* **EXERCISE TEXT**
==========

NDE_obj = CalculateEffectiveNicheLargeScale(NDE_obj,batch_size = 1000, cutoff = 0.05)
Suggestions on Choice of Kernel
Kernel Tutorial bandwidth
Choosing a reasonable sigma vector is critical to generating robust
and interpretable results.Sigma essentially determines what range of
neighboring spots contribute towards the effective niche. Small values
of sigma ensure that only close neighboring spots are considered while
large values of sigma result in effective niches that are smooth across
large regions of the tissue.
To see what this looks like, I will generate a grid of values and show
what spots contribute to the effective niche of the middle spot. The
size of the spot corresponds to its relative importance. Below is a plot
of the spatial coordinates of the grid with the middle spot colored
red.
Code for generating coordinate plot
library(ggplot2)
#generate coordiantes
coord = expand.grid(c(1:20),c(1:20))
colnames(coord) = c('x','y')
#get distance matrix
D = as.matrix(dist(coord,method = 'euclidean',diag = T))
#extract center distances
D = D[190,]
#make center circle red to distinguish
red = rep('black',length(D))
red[190] = 'red'
#make dataframe
coord = data.frame(coord,D,red)
ggplot(coord,aes(x,y,color = red))+geom_point()+
scale_color_manual(red, values = c("black", "red"))+ theme(legend.position="none")

We first see what happens if the kernel bandwidth is very small. We
see that the only spot that contributes to the effective niche is the
middle spot itself. This may be appropriate if the spot can contain many
cells like in Visium data.

==========

* **MATERIAL PROVIDED**
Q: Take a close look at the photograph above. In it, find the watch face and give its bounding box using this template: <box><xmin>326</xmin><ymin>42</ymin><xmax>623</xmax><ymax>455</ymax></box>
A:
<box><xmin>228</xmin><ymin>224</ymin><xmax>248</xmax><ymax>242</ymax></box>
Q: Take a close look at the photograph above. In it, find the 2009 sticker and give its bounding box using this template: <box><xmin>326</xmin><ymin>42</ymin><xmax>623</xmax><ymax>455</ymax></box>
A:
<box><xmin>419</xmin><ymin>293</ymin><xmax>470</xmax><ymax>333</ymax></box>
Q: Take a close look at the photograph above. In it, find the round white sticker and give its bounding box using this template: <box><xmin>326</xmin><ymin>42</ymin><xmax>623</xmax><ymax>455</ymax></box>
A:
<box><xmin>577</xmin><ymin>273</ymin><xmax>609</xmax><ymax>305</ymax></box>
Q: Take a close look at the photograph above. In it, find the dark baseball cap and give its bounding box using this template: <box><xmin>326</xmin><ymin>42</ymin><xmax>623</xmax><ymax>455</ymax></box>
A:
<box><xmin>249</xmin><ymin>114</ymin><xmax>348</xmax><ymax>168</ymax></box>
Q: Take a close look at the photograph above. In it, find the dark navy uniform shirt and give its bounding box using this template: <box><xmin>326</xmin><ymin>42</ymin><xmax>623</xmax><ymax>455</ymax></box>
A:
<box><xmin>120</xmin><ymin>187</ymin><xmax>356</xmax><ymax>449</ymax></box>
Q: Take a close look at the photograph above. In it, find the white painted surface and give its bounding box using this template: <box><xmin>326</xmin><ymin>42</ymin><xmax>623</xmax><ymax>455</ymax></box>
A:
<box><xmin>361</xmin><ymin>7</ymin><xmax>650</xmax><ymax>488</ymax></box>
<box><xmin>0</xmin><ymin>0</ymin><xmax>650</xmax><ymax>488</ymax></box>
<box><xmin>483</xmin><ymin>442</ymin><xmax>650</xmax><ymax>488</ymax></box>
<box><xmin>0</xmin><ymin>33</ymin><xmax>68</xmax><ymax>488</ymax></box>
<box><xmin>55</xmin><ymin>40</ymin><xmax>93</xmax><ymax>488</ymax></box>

==========

Copy the passage on kernel bandwidth word for word, beginning at the words "Code for generating" and stopping after "coord = data.frame(coord,D,red)".

Code for generating coordinate plot
library(ggplot2)
#generate coordiantes
coord = expand.grid(c(1:20),c(1:20))
colnames(coord) = c('x','y')
#get distance matrix
D = as.matrix(dist(coord,method = 'euclidean',diag = T))
#extract center distances
D = D[190,]
#make center circle red to distinguish
red = rep('black',length(D))
red[190] = 'red'
#make dataframe
coord = data.frame(coord,D,red)